Actors Federal Credit Union
- Formation: 1962; 64 years ago
- Type: Not-for-profit credit union
- Purpose: Serving the creative community for over 60 years
- Headquarters: New York, New York, United States
- Location: 165 West 46th Street, New York, NY. 10036;
- Official language: English
- CEO / President: Chuck Brown
- Website: actorsfcu.com

= Actors Federal Credit Union =

Actors Federal Credit Union (ActorsFCU) is an American federally chartered credit union—a cooperatively run, not-for-profit financial institution, owned and controlled by its members. Based in New York City, New York, ActorsFCU is regulated and insured by the National Credit Union Administration (NCUA), an agency of the U.S. Federal Government comparable to the Federal Deposit Insurance Corporation. It is the 49th largest credit union in the state of New York and the 993rd largest credit union in the nation. It has an overall health score at DepositAccounts.com of a B, with a B+ Texas ratio.
Currently led by Chuck Brown, ActorsFCU serves over 26,000 members of more than 190 organizations nationwide with assets of more than $300,000,000. ActorsFCU has 54 full-time employees with a main office and 4 branch offices.

==History==
Actors FCU was incorporated on December 5, 1962. Its initial purpose was to facilitate members of Actors' Equity Association (AEA) in their pursuit of getting approved for credit. Actors often had difficulty obtaining loans or other banking serves due to their unpredictable finances and lack of traditionally defined steady employment.

The specific impetus behind the 1962 movement was an incident at a local department store: an AEA member was denied credit specifically due to the fact that he was an actor. This member proceeded to raise the issue at a union meeting and enlisted six men to take up the challenge of starting a credit union for those in the acting profession. These men—Conrad Bain, Anthony Saverino, Robin Craven, Herb Nelson, Theodore Bikel, Angus Duncan, and Bill Ross—formed the Actors Federal Credit Union in 1962 with the help of Leo Schwarz, Field Representative of the New York League of Credit Unions.

===Milestones===
- Late 1960s: Issued its first mortgage to actor Jerry Orbach
- 1979: Angela Lansbury was welcomed as the ten-thousandth member
- 1986: Merged with Local 700 Motion Picture Editors Guild Credit Union
- Late 1980s: Merged with Writers Guild of America, East Credit Union
- 1991: Merged with American Federation of Television and Radio Artists (AFTRA) Credit Union
- 1998: Helped get the Credit Union Membership Access Act (HR-1151) enacted
- 1999: Placed its first ATM and became NYC's number one credit union deployer of ATMs.

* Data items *
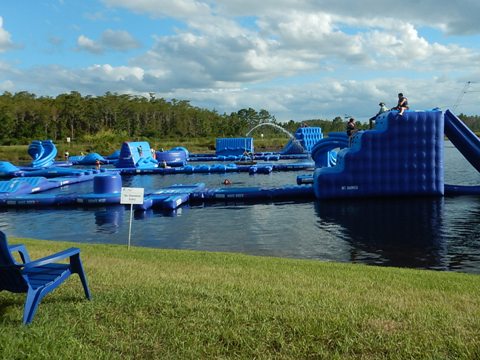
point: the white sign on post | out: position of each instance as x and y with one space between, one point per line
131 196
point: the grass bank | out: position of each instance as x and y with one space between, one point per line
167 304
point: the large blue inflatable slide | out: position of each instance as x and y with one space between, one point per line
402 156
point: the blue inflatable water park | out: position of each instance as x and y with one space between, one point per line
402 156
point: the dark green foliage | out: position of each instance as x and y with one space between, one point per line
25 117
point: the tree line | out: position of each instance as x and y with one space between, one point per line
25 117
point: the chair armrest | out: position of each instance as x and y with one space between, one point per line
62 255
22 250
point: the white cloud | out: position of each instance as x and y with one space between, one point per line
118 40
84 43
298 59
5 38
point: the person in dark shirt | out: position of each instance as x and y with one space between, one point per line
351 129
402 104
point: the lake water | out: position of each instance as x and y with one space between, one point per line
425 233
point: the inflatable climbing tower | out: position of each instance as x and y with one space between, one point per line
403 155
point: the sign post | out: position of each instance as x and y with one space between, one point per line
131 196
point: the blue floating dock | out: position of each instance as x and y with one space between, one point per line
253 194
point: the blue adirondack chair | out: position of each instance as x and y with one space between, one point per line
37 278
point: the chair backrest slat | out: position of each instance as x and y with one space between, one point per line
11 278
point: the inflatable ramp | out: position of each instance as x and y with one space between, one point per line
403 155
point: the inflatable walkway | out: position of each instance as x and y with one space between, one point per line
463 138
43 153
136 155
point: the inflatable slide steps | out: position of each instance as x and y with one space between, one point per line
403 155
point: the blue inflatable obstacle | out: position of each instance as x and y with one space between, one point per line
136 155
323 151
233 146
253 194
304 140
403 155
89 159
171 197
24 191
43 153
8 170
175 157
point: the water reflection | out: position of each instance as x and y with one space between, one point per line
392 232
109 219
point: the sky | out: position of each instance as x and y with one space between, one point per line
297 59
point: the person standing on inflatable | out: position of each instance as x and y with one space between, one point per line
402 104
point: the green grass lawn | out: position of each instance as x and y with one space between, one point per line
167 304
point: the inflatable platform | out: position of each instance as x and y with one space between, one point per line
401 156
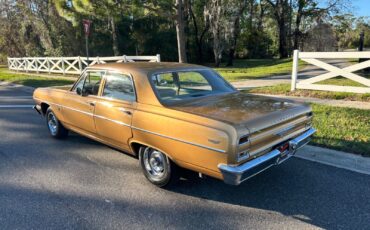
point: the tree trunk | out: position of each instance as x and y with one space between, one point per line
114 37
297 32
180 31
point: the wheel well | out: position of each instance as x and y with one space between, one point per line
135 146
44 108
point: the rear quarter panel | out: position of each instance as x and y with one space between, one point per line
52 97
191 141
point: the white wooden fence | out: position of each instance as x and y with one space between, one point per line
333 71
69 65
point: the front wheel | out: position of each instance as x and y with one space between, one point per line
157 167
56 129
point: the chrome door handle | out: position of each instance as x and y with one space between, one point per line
* * *
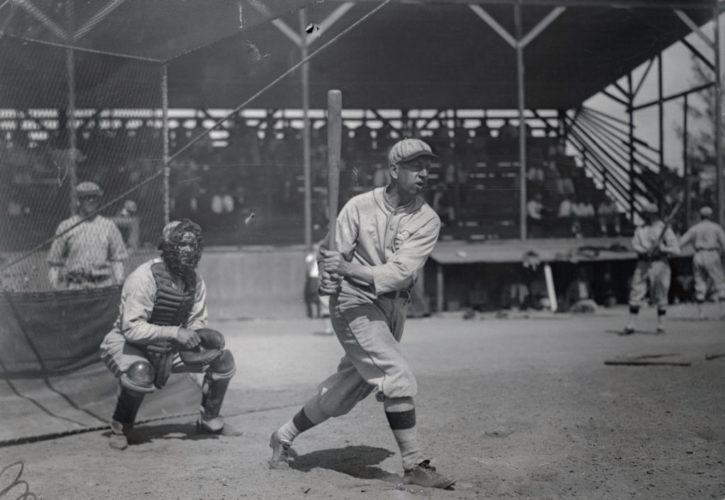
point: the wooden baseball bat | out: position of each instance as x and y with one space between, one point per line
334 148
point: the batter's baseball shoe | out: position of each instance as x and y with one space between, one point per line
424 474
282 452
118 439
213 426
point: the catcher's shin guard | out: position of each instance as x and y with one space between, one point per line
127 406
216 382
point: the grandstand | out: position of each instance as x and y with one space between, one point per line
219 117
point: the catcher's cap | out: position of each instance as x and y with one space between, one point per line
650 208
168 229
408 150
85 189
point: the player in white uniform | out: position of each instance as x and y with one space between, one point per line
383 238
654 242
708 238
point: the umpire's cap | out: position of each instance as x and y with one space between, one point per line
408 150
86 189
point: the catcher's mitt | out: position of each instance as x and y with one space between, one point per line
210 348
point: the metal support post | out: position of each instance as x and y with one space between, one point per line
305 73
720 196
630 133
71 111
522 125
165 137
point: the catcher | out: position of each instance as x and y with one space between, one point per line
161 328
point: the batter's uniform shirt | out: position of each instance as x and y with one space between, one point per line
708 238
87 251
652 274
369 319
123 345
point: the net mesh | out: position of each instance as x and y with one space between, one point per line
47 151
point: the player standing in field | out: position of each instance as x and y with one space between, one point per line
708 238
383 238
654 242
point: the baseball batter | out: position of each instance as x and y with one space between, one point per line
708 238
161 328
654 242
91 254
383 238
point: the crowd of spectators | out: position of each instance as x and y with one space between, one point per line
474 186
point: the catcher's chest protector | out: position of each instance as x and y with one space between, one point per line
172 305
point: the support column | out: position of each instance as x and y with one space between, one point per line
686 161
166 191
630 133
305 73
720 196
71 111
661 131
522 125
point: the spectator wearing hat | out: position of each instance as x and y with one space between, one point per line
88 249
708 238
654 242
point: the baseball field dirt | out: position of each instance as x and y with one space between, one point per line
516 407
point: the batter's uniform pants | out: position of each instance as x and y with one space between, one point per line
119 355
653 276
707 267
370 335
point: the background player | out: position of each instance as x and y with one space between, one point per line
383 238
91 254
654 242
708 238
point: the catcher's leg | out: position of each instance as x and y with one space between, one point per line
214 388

* To do *
Write out the part of the credit union text starting with "Actors Federal Credit Union (ActorsFCU)" and going on through "B+ Texas ratio.", substituting "banking cooperative" for "financial institution".

* Solution for this task *
Actors Federal Credit Union (ActorsFCU) is an American federally chartered credit union—a cooperatively run, not-for-profit banking cooperative, owned and controlled by its members. Based in New York City, New York, ActorsFCU is regulated and insured by the National Credit Union Administration (NCUA), an agency of the U.S. Federal Government comparable to the Federal Deposit Insurance Corporation. It is the 49th largest credit union in the state of New York and the 993rd largest credit union in the nation. It has an overall health score at DepositAccounts.com of a B, with a B+ Texas ratio.